Passage to read:

(begin)

And it began to dawn on me that just because I had lost my big title, I hadn’t lost everything that made me able to do that big job in the first place. I realised it was still all inside me and I could put all those story-telling skills, my network, my belief and passion and insght into my own project. And so I have.
It wasn’t easy. I can remember almost crying when I did my first Insta Live because I couldn’t make the technology work (my teen daughter had to help me). I wrestled with how exposed and vulnerable communicating in a new much more honest way made me feel, after years where I used my voice within a company context. This new Eleanor felt exciting but also scary. It was hard to speak out as myself, about what I really thought, without editing, or trimming as I had done for so long.
Change, as a wise Qi Gong teacher said to me when I was tearful at the end of an early session, is difficult: You are allowed to find it difficult. Of course it is, it is new and unfamiliar. It’s like being a teenager or a youngster again. You don’t know what you are doing or how it will turn out. But there is so much newness and joy and excitement in that. I found so much strength in family, old friends and the new ones I have made on this journey. And I love my current sense of purposefulness, that we can change – and are – changing the script about what is possible for women in the later stages of our lives. I am constantly buoyed up by the fact that so many of you write to me and say how much the Noon website and the stories there about other Queenagers and what they are doing at this point, what a shift into a new chapter can look like, and indeed this newsletter, have helped you.

(end)

Work to complete:
a) In the passage on starting over, who helped make the technology work for the first Insta Live?
b) Continue the passage on starting over, picking up right after its final sentence.
The lines after this passage come from a separate source.

Data:
(begin)

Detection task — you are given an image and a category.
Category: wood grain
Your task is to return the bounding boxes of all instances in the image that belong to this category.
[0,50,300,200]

(end)

Answers to the tasks:
a) The writer's teen daughter.

b)
I’ve given hundreds of interviews on podcasts and on Zoom, keynote speeches, endless articles all banging the same drum in the last couple of years. I passionately believe that in the hundred year life, fifty is only half way through. Midlife is when we women come into our prime, when we can take all our skills and experiences and do the things that WE always wanted to, reclaim the dreams we had when we were young. Know that if we don’t do them now, then we probably won’t. There is an urgency. A sense of:This, now! And I know I am so not alone. I’ve met so many amazing Queenagers, felt the mutual support and the love. Felt how lonely and invisible we can feel, how lacking a map and a direction, and how with a new story and some new examples we can craft a different, more optimistic, sense of our futures. I also know that that matters not just to Queenagers but to all the young women coming up behind us. I love that it resonates with them too. It really matters that we live, and paint, a more positive picture about what women post 50 are capable of.
Last week we had a Noon Circle, in person, in Soho. It was so great to meet some of the Noon hard core in real life after doing it so long online, you lovely ladies who have supported me and the mission both financially, by becoming paid subscribers, or coming to our retreats or events – and also psychologically by turning up to the Noon Book Club, responding to our socials. Saying Yes, THIS, I feel this too. Thank you.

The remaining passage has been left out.